(Entries for pointing and labeling)
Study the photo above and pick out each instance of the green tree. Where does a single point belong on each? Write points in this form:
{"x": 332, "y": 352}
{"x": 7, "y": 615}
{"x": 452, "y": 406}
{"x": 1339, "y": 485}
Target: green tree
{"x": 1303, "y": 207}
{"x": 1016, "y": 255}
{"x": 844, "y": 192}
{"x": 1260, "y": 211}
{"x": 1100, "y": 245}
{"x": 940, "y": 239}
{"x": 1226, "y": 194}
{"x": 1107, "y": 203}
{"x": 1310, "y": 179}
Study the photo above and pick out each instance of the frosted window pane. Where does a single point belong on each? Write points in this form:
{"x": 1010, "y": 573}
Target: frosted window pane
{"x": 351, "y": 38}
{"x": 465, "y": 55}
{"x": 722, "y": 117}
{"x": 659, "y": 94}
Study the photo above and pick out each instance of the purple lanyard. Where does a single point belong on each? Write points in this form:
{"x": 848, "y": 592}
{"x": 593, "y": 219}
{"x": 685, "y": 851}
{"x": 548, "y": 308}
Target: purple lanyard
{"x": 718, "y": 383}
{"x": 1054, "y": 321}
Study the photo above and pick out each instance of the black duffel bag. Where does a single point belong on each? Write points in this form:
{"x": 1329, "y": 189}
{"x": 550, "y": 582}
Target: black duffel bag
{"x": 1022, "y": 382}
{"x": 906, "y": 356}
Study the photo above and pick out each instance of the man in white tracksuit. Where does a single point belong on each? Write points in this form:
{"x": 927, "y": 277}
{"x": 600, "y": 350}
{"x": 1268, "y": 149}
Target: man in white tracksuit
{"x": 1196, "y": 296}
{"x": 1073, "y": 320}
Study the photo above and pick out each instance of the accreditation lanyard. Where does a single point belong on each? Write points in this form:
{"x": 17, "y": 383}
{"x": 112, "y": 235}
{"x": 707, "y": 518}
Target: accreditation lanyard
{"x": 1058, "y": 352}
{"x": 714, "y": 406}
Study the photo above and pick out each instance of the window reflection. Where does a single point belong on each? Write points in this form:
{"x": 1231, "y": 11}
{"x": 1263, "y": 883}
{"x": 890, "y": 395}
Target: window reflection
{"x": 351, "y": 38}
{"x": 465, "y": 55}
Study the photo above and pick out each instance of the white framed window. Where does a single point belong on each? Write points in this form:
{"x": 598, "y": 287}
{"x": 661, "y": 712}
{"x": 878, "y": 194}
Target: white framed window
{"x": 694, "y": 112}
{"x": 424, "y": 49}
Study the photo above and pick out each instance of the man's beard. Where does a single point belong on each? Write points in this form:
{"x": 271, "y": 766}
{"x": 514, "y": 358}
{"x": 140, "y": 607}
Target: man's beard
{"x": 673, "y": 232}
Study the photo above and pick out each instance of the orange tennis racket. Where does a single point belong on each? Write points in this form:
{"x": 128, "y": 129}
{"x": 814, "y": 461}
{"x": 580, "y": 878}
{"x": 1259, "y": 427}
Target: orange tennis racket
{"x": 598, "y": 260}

■ Exercise description: Could you reproduce every one of the lines above, word for word?

■ Solution for this task:
Study the photo above and pick out each instance of the green tree. Where does a single point belong on each? Write points in this form:
{"x": 332, "y": 352}
{"x": 7, "y": 615}
{"x": 452, "y": 406}
{"x": 1339, "y": 485}
Target: green tree
{"x": 1303, "y": 207}
{"x": 1016, "y": 255}
{"x": 844, "y": 192}
{"x": 1260, "y": 211}
{"x": 1100, "y": 245}
{"x": 940, "y": 239}
{"x": 1226, "y": 194}
{"x": 1107, "y": 203}
{"x": 1310, "y": 179}
Study the photo above and pick out each instance of the frosted window pane. Where does a single point belong on each? Write points in this form:
{"x": 1010, "y": 573}
Target: frosted window pane
{"x": 351, "y": 38}
{"x": 465, "y": 55}
{"x": 722, "y": 117}
{"x": 659, "y": 94}
Study the photo above and pick out each instance of the purple lanyard. Where does a single point belong on each? Write points in this form:
{"x": 848, "y": 592}
{"x": 593, "y": 219}
{"x": 685, "y": 851}
{"x": 548, "y": 308}
Target: purple lanyard
{"x": 718, "y": 383}
{"x": 1054, "y": 321}
Study the photo above and pick out each instance of the black duffel bag. Where does a single point belong on each? Write points in this form:
{"x": 1329, "y": 189}
{"x": 550, "y": 582}
Target: black duffel bag
{"x": 1022, "y": 382}
{"x": 906, "y": 356}
Study the photo above and pick out each instance of the man in white tracksuit. Where does a single point belong on each? Write points in this form:
{"x": 927, "y": 277}
{"x": 600, "y": 350}
{"x": 1268, "y": 149}
Target: man in white tracksuit
{"x": 1196, "y": 296}
{"x": 1073, "y": 320}
Study the photo above and pick out each instance of the accreditation lanyard. Where does a single point belong on each? Write points in this form:
{"x": 17, "y": 383}
{"x": 112, "y": 235}
{"x": 707, "y": 518}
Target: accreditation lanyard
{"x": 1058, "y": 352}
{"x": 714, "y": 406}
Study the photo above and pick out each instance of the window reflection. Where does a single point belong on each? Write points in this form:
{"x": 1231, "y": 11}
{"x": 1263, "y": 883}
{"x": 890, "y": 395}
Target: window reflection
{"x": 351, "y": 38}
{"x": 465, "y": 55}
Study the photo above and pick out each instance of the white framed window. Where does a single point belong on each? Write points in this form:
{"x": 598, "y": 287}
{"x": 661, "y": 712}
{"x": 878, "y": 194}
Target: white framed window
{"x": 694, "y": 112}
{"x": 424, "y": 49}
Study the photo above and pick out each instance of the man's beard. Where does a single point belong on each? Write points in this form:
{"x": 271, "y": 766}
{"x": 514, "y": 358}
{"x": 140, "y": 607}
Target: man's beard
{"x": 673, "y": 232}
Study the photo above and pick out each instance of the orange tennis racket. Where does a single point belong on each? Write points in this form:
{"x": 128, "y": 129}
{"x": 814, "y": 461}
{"x": 580, "y": 878}
{"x": 1259, "y": 427}
Target: orange tennis racket
{"x": 598, "y": 260}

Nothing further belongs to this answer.